### REQUIRED WORK
Nothing but the records, repeated exactly, should form the response.

### MATERIAL TO PROCESS
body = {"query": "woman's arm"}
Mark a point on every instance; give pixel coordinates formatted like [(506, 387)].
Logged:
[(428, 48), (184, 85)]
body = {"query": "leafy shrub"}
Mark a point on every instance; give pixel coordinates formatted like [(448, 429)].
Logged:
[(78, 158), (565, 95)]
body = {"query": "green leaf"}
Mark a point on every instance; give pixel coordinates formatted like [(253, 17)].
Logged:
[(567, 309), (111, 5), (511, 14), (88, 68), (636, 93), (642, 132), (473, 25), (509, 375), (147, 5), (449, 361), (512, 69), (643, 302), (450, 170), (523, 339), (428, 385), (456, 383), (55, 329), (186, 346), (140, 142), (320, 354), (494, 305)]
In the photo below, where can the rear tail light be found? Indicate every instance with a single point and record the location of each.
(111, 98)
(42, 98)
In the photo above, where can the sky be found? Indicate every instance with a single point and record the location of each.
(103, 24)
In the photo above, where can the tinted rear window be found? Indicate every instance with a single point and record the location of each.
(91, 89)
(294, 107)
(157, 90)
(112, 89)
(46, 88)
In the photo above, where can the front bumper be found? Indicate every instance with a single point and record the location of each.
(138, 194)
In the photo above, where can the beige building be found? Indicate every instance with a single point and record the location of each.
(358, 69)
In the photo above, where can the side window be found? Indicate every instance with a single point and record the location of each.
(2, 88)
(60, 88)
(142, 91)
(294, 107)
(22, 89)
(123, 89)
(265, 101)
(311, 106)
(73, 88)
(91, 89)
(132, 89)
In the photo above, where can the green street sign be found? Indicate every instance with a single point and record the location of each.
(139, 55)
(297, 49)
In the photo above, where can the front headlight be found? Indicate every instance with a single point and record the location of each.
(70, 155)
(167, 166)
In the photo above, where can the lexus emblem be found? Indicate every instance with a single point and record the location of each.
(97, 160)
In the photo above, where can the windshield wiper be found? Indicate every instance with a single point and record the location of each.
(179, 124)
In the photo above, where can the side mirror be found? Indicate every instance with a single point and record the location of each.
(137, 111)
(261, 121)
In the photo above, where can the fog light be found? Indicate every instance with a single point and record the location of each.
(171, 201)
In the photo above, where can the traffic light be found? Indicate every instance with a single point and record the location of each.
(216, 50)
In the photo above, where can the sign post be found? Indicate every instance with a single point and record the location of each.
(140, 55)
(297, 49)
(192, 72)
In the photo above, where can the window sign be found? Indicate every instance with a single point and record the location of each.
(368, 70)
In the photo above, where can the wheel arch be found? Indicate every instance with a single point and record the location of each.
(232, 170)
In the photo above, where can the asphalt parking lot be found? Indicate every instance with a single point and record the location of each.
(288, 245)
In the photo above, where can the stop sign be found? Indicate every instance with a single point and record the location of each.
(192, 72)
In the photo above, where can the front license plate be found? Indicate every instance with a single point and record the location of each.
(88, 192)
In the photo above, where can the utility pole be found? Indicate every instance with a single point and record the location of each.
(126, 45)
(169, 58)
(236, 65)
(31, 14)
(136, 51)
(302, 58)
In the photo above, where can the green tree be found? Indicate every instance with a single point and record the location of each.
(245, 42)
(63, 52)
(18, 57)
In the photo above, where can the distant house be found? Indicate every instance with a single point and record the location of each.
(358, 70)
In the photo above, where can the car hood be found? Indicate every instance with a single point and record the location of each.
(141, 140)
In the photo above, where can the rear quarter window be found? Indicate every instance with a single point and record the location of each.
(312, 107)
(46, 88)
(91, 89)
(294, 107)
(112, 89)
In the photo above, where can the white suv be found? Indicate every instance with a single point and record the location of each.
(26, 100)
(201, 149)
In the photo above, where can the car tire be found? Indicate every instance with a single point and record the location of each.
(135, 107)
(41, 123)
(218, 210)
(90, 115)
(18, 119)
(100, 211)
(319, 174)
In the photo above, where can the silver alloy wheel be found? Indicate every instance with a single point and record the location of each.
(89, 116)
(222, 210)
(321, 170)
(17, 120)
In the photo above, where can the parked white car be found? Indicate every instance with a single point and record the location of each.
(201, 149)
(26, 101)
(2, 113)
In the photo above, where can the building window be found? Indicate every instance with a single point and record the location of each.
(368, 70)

### RESULT
body = {"query": "woman's arm"}
Mark a point on every instance; give pixel coordinates formatted like [(506, 387)].
Logged:
[(428, 48), (184, 85)]
body = {"query": "leafy shrub"}
Mark a point on every instance; give pixel coordinates formatted like [(448, 429)].
Logged:
[(78, 158), (565, 95)]
body = {"query": "green leaf"}
Mark a point on every instance; give pixel coordinates formatted like [(253, 17)].
Logged:
[(567, 309), (111, 5), (511, 14), (88, 68), (636, 93), (642, 132), (473, 25), (509, 375), (147, 5), (449, 361), (512, 69), (643, 302), (450, 170), (523, 339), (428, 385), (456, 383), (55, 329), (186, 346), (140, 142), (320, 354), (494, 305)]
In the photo below, where can the rear tail light be found? Indicate every instance with a single point and record the location of each.
(111, 98)
(42, 98)
In the photo above, where can the sky be found? Indicate every instance with a single point and record the location of each.
(103, 24)
In the photo above, where can the tinted rear window be found? Indicate every instance with a single point and record the location of each.
(91, 89)
(294, 107)
(157, 90)
(112, 89)
(46, 88)
In the photo above, where can the front bumper be found? Indicate every instance with a single point and record the location of each.
(138, 194)
In the photo above, where can the beige building be found? Indicate every instance with a single point and record the location of each.
(358, 69)
In the photo above, where can the side window be found? Indicate every instance with a single point and record the location of each.
(2, 88)
(60, 88)
(142, 91)
(294, 107)
(22, 89)
(123, 89)
(265, 101)
(311, 106)
(73, 88)
(91, 89)
(132, 89)
In the photo above, where can the green street sign be found? Indicate every instance with a single point and record the location of each.
(139, 55)
(297, 49)
In the photo above, where can the front headlight be found? Indicate every instance with a single point and record the location of each.
(70, 155)
(167, 166)
In the photo above, where can the lexus emblem be found? Indicate every instance with a single point and record the location of each.
(97, 160)
In the photo above, where can the windshield wiper be found? Indicate every instance with a single point and record the location of each.
(179, 124)
In the photo above, where can the side mirror be found? Indicate every instance with a single point and record the location of each.
(137, 111)
(261, 121)
In the photo above, where can the fog light be found? Indicate every instance with a single point and record the location of each.
(171, 201)
In the photo above, where can the traffic light be found? Indicate every instance with a single point and record the location of each.
(216, 50)
In the photo above, where can the sign post be found? Indicate every instance with a single point and record the location of each.
(140, 55)
(297, 49)
(192, 72)
In the photo above, where can the window sign be found? Indicate every instance with a single point and record the location of each.
(368, 70)
In the photo above, where can the wheel arch be found? Indicate every instance with a single point and record the location of each.
(232, 170)
In the photo above, where can the asphalt parking lot be found? Indicate every instance with a single point and record the location of each.
(288, 245)
In the photo above, where can the stop sign be found? Indicate every instance with a single point and record the location of each.
(192, 72)
In the photo above, where can the front license plate be found? Indicate every instance with a single point and record the location of each.
(88, 192)
In the photo above, where can the utility pole be found? Indicate every instance with a single point and record the location of each.
(126, 45)
(169, 58)
(236, 65)
(31, 14)
(136, 51)
(302, 58)
In the photo above, where can the green tree be found? Indicate every instance with a single point and record the location of each.
(245, 42)
(63, 52)
(18, 57)
In the photo above, where can the distant house be found? Indicate every instance with a single point and record the location of each.
(358, 70)
In the photo above, where can the car hood be found? Indicate every instance with a single point and record the location of each.
(141, 140)
In the photo above, where can the rear quarter window be found? Indicate every instance with a single point and record the location of each.
(312, 107)
(46, 88)
(91, 89)
(294, 107)
(112, 89)
In the photo above, where can the white suv be found? Indicate every instance with a single point and record the location of each.
(26, 100)
(201, 149)
In the photo above, where can the car tire be found? Indicate every instance with a single point and record the location of each.
(135, 107)
(41, 123)
(218, 210)
(90, 115)
(18, 119)
(100, 211)
(319, 174)
In the photo above, where can the silver alloy wheel be found? Indicate every instance with a single point and record the location of each.
(89, 116)
(222, 210)
(321, 170)
(17, 120)
In the photo above, where can the parked white car be found? Indicate every instance with a single point and record the location of each.
(201, 149)
(26, 101)
(2, 113)
In the photo above, where can the building window be found? Indicate every instance with a single point and record the location of each.
(368, 70)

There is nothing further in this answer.